• _Your objective_
Output must consist only of the lines of the material below from the one with "Prompt: place one marker on each instance of the dark car" through the one with "Prompt: place one marker on each instance of the pond", each reproduced exactly; no pictures belong in it.

= = = = = = =

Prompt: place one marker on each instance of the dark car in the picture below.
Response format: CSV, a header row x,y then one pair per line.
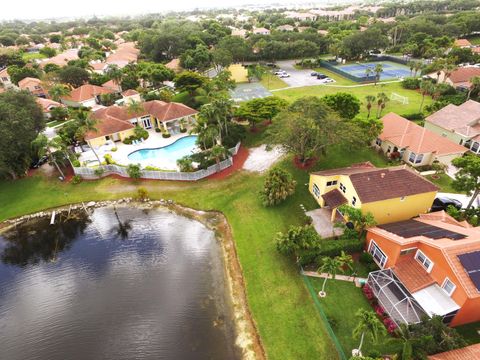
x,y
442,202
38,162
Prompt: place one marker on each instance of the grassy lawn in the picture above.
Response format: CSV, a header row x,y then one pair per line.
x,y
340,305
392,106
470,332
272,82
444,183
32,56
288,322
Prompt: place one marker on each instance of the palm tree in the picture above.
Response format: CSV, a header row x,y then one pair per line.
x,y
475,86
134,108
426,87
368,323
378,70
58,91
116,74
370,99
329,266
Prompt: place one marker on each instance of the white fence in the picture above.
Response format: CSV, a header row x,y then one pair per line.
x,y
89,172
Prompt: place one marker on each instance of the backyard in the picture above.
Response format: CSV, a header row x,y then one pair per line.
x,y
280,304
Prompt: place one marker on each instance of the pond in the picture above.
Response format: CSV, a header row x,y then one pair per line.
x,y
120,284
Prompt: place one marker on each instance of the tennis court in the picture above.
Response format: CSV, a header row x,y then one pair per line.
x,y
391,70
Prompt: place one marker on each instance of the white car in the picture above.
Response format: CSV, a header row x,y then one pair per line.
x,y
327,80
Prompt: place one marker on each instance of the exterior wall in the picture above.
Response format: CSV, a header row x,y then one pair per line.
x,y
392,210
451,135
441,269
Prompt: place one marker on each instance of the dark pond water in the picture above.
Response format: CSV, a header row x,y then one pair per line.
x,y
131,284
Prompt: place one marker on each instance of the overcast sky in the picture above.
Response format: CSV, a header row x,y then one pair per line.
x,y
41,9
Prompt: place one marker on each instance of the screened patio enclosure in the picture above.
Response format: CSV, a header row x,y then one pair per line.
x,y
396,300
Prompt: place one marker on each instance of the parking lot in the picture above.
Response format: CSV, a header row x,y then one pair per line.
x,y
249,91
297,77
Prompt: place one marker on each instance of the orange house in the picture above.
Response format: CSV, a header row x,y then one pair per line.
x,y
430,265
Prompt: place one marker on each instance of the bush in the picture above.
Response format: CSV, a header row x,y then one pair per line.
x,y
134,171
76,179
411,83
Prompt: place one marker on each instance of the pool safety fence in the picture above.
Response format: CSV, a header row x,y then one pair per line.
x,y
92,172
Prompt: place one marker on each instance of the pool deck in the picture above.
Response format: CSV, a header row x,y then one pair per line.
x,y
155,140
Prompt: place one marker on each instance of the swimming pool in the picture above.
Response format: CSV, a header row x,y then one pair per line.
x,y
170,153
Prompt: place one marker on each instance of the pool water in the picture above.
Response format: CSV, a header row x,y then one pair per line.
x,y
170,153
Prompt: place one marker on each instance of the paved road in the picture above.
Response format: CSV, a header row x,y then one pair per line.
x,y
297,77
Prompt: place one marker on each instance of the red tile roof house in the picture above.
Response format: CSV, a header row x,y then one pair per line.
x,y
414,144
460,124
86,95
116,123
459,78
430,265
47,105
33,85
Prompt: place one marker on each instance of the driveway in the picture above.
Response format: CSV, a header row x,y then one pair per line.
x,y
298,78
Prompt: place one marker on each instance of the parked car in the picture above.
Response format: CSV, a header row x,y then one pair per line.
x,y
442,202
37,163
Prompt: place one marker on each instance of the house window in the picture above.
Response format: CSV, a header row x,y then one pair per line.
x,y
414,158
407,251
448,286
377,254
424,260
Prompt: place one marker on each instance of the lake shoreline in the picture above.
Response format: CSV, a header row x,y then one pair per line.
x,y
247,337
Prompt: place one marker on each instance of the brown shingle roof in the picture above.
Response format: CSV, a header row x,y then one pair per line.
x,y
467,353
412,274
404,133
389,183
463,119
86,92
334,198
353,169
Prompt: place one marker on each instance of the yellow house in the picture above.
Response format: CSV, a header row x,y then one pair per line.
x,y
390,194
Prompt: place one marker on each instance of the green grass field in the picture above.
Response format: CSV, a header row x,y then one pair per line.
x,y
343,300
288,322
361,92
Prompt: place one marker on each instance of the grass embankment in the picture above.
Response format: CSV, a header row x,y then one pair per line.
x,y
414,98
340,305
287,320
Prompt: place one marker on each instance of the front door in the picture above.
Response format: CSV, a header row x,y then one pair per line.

= = = = = = =

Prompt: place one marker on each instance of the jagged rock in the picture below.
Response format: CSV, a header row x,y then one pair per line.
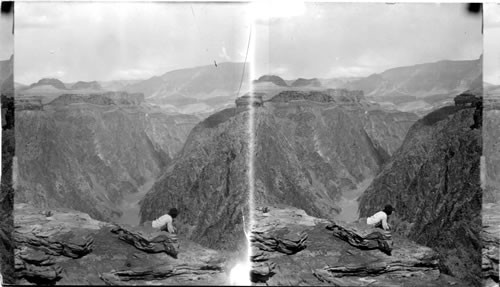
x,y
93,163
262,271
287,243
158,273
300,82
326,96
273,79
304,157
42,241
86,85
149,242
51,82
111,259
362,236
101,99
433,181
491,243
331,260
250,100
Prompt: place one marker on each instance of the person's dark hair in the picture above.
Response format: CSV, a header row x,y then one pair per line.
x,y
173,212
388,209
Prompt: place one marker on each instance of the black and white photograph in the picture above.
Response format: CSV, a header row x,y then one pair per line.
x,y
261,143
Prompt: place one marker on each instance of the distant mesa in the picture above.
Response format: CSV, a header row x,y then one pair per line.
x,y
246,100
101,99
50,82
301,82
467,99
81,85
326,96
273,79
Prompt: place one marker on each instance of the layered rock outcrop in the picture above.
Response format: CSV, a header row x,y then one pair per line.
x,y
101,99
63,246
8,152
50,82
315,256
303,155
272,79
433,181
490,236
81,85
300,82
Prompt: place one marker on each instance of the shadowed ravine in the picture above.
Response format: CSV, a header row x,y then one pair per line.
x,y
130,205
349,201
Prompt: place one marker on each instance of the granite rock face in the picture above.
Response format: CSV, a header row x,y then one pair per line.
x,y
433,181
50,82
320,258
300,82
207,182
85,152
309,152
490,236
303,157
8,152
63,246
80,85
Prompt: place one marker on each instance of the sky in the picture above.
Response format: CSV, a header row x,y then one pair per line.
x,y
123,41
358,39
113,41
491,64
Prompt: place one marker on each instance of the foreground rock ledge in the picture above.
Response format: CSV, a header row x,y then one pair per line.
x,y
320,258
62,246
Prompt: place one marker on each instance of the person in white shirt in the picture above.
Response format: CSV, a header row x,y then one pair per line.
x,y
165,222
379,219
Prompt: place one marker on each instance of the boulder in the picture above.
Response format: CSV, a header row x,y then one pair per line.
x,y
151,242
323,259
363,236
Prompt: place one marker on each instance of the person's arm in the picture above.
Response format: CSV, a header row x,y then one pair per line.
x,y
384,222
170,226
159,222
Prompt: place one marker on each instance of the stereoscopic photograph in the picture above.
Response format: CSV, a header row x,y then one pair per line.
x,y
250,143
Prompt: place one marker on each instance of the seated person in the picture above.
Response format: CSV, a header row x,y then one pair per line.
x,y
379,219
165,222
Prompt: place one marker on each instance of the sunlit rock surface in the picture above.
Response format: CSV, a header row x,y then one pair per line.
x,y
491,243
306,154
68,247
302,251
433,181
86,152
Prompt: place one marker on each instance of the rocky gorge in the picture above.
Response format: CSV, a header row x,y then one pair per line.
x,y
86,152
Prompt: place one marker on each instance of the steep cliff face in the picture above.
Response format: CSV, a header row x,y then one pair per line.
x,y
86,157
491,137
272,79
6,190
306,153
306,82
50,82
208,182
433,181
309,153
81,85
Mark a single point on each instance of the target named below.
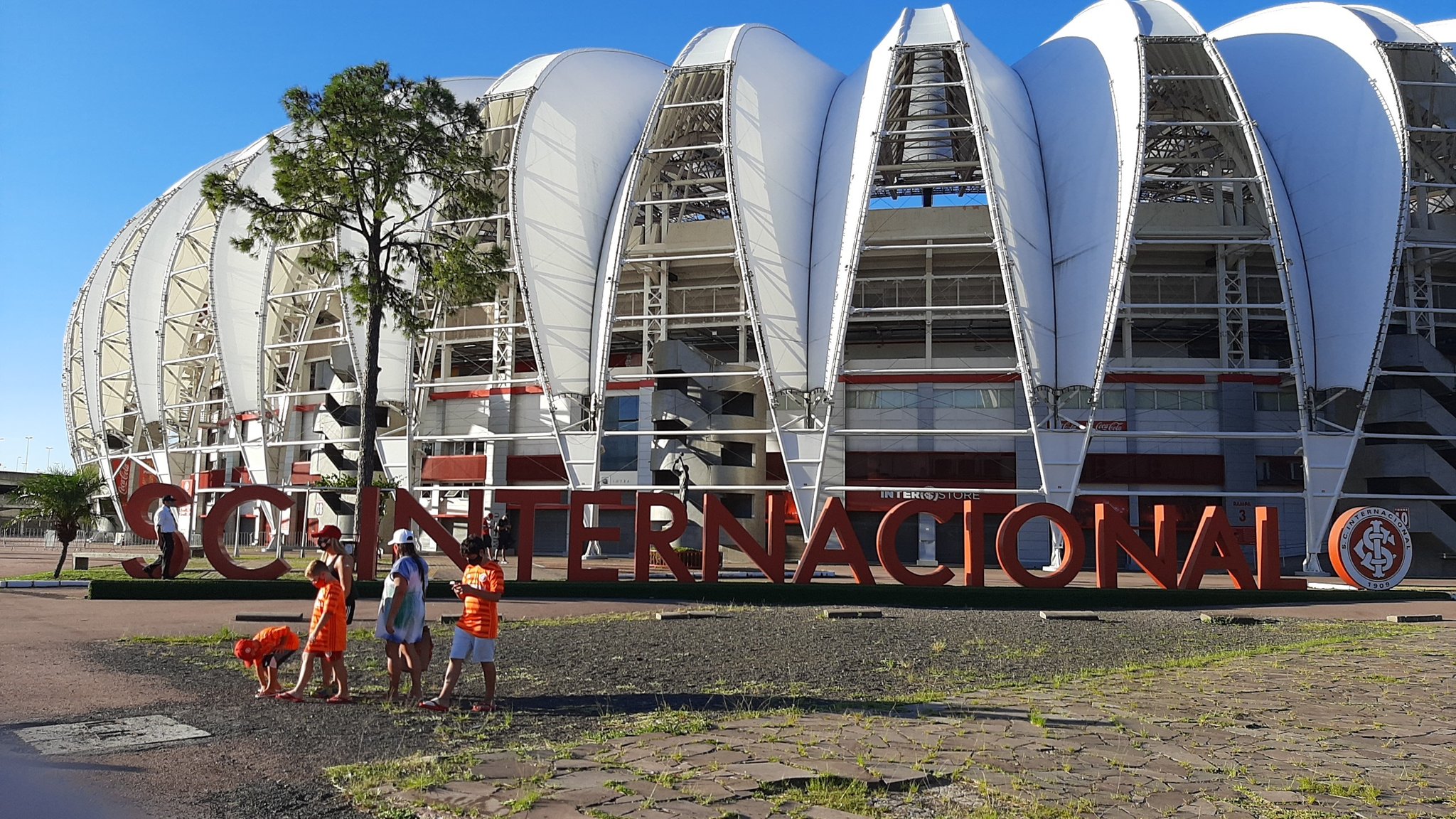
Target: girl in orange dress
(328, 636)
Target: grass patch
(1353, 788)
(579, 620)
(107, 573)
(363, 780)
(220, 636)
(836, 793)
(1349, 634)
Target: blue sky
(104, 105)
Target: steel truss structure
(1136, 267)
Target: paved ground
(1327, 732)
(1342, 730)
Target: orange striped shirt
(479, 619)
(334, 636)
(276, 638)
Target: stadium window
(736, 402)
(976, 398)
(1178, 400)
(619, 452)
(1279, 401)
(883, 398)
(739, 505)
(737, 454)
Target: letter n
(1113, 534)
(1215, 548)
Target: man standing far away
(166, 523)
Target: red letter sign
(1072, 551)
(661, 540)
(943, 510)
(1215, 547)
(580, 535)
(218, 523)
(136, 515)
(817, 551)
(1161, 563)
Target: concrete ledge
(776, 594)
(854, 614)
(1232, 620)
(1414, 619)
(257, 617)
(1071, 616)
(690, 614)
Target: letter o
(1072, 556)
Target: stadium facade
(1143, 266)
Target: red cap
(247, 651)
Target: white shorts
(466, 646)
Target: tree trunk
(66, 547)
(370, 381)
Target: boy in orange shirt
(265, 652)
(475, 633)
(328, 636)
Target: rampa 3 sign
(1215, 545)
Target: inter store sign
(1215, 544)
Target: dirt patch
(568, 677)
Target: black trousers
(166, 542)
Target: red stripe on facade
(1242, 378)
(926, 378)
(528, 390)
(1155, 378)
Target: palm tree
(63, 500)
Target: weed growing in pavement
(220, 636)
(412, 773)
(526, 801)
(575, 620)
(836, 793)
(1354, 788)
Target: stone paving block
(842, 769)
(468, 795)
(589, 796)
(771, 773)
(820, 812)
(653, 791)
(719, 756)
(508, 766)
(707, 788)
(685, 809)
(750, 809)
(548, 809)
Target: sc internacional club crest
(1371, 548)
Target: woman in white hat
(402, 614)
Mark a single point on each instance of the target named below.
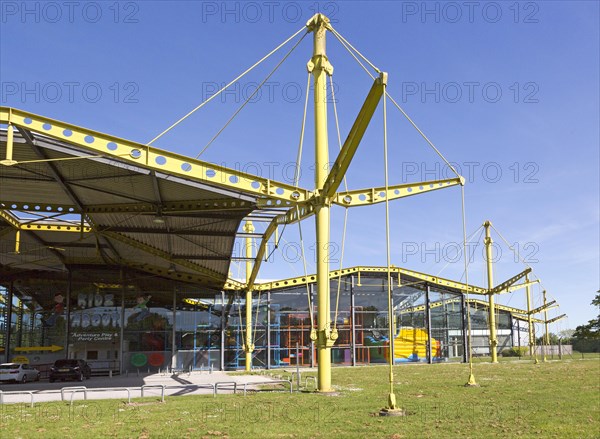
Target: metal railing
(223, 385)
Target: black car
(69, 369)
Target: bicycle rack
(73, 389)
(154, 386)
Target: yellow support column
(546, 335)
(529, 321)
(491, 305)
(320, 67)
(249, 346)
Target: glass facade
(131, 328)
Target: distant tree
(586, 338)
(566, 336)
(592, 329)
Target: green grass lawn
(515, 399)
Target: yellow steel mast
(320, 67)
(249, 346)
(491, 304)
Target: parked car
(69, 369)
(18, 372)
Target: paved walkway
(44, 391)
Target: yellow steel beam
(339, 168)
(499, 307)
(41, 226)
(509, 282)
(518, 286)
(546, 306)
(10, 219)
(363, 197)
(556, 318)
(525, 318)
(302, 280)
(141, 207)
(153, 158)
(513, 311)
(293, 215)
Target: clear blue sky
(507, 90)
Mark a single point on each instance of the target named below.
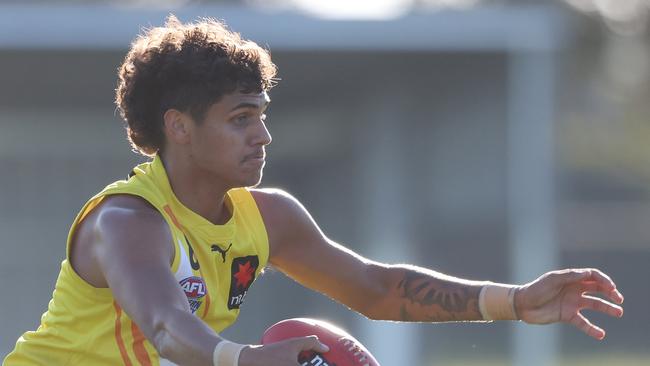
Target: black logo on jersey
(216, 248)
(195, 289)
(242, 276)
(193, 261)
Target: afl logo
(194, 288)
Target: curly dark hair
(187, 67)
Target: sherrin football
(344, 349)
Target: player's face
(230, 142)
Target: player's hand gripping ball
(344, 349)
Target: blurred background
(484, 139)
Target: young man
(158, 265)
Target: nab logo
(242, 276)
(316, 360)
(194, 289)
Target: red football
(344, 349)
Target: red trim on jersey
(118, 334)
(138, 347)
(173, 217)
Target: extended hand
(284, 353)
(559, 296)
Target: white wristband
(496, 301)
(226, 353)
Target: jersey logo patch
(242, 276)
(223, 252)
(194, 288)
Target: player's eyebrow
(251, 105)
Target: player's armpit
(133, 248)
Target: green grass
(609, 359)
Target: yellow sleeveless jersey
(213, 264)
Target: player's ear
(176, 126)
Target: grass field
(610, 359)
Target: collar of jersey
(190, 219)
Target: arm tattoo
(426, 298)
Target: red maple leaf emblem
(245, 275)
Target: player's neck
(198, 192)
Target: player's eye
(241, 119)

= = = = = = =

• _Answer below_
Prompt: place one marker on each instance of the dark car in the picture below.
Response format: CSV, a header row x,y then one pair per line.
x,y
442,202
38,162
Prompt: place one marker on each instance of the grassy lawn in the picture above.
Response format: CSV, a header row x,y then one pair per line.
x,y
340,305
392,106
470,332
272,82
444,183
32,56
288,322
Prompt: place one marker on each instance of the palm tree in the picture above.
Response format: CSV, a header row x,y then one pair per line.
x,y
475,86
134,108
426,87
368,323
378,70
58,91
116,74
370,99
329,266
Prompt: place one marker on each instance of the white fence in the picture above.
Response format: CSV, a header row x,y then one pair per line.
x,y
89,172
Prompt: place one marker on each instance of the backyard in the picture above.
Response format: CSV, a header row x,y then one pair per line.
x,y
280,304
Prompt: place one marker on each instance of the pond in the picture above.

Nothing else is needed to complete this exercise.